Il tumore del polmone, che si può sviluppare a partire dalle cellule che costituiscono bronchi, bronchioli e alveoli, può formare una massa in grado di ostruire il flusso dell’aria, oppure provocare emorragie polmonari o bronchiali. Non esiste un solo tipo di tumore al polmone, bensì diverse forme della malattia. Inoltre, il polmone può diventare la sede di metastasi di tumori che colpiscono altri organi (per esempio quello della mammella).
Il chirurgo Ugo Pastorino parla dei tumori del polmone e dei progressi della ricerca nello studio e nella cura di queste patologie.
Le stime AIRTUM (Associazione italiana registri tumori) parlano di 43.900 nuove diagnosi di tumore del polmone nel 2022 (29.300 negli uomini e 14.600 nelle donne). Rappresentano il 15 per cento di tutte le diagnosi di tumore negli uomini e il 6 per cento nelle donne.
----------
## Istruzioni da seguire
Restituisci per intero il testo sul tumore del polmone, parola per parola e senza alcuna modifica. Le righe provengono da una fonte diversa dal testo.

## Righe estratte
----------
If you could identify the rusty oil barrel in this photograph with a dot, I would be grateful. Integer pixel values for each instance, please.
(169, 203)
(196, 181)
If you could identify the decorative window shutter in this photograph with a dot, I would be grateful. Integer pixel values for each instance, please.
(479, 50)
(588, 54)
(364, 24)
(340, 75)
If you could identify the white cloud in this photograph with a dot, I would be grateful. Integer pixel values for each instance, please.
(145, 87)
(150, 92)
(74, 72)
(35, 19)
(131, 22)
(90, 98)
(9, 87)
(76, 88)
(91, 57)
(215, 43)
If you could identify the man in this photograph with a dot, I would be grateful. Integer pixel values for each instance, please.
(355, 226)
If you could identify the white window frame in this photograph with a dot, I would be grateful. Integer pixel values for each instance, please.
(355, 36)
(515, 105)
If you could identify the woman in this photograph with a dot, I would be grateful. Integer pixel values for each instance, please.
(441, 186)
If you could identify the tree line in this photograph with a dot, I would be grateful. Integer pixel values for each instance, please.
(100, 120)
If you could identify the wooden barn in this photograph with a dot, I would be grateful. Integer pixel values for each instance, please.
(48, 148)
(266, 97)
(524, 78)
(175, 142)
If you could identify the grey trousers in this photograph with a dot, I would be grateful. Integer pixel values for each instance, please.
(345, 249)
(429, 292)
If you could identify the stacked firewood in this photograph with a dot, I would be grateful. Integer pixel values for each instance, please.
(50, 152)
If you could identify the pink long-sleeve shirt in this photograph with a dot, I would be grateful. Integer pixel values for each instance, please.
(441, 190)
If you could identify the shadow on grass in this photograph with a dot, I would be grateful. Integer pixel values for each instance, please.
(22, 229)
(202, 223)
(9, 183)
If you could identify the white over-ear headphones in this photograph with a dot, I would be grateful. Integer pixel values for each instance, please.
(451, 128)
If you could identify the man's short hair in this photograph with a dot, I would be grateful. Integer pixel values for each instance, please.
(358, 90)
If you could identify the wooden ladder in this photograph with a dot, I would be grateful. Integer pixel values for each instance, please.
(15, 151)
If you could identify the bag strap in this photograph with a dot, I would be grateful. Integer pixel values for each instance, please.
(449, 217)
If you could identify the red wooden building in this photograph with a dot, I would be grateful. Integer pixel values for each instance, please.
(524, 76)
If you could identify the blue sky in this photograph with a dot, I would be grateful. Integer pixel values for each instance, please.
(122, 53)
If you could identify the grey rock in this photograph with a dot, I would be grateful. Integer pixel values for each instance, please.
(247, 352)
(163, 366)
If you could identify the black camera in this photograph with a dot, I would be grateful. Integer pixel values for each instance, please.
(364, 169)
----------
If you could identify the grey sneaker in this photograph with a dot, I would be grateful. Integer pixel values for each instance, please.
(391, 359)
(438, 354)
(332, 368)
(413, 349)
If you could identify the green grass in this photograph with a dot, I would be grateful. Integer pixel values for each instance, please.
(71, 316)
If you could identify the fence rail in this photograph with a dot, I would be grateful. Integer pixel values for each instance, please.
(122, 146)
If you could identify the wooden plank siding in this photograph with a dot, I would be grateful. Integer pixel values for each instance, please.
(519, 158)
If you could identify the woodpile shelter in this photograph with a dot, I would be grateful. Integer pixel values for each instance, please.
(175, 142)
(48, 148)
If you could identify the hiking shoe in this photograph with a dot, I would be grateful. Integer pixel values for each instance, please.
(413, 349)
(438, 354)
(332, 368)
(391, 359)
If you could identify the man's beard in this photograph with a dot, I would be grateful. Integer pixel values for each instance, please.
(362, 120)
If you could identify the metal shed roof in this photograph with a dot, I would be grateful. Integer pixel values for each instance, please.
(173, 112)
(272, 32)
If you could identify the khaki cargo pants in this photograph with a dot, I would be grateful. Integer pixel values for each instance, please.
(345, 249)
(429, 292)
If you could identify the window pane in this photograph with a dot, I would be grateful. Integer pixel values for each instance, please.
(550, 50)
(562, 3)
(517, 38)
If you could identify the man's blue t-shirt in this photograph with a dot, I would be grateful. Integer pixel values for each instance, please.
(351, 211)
----------
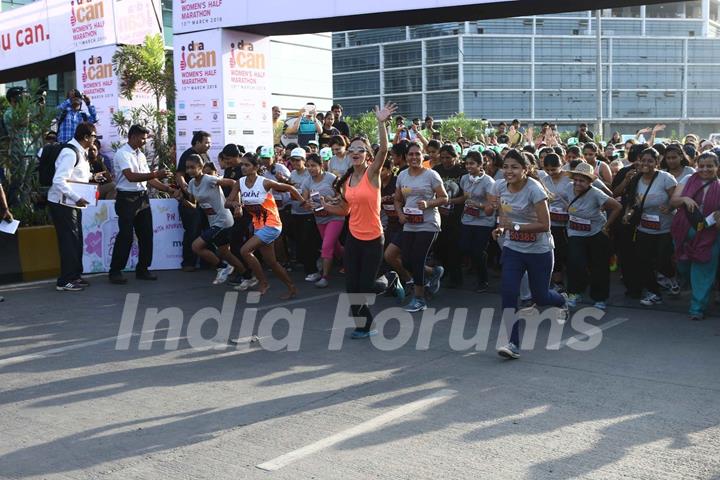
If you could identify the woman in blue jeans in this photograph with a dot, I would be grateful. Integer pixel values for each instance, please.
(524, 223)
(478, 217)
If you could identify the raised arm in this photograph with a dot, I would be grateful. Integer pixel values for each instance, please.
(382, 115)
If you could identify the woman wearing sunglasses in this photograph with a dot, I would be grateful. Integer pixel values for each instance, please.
----------
## Risultato prodotto
Il tumore del polmone, che si può sviluppare a partire dalle cellule che costituiscono bronchi, bronchioli e alveoli, può formare una massa in grado di ostruire il flusso dell’aria, oppure provocare emorragie polmonari o bronchiali. Non esiste un solo tipo di tumore al polmone, bensì diverse forme della malattia. Inoltre, il polmone può diventare la sede di metastasi di tumori che colpiscono altri organi (per esempio quello della mammella).
Il chirurgo Ugo Pastorino parla dei tumori del polmone e dei progressi della ricerca nello studio e nella cura di queste patologie.
Le stime AIRTUM (Associazione italiana registri tumori) parlano di 43.900 nuove diagnosi di tumore del polmone nel 2022 (29.300 negli uomini e 14.600 nelle donne). Rappresentano il 15 per cento di tutte le diagnosi di tumore negli uomini e il 6 per cento nelle donne.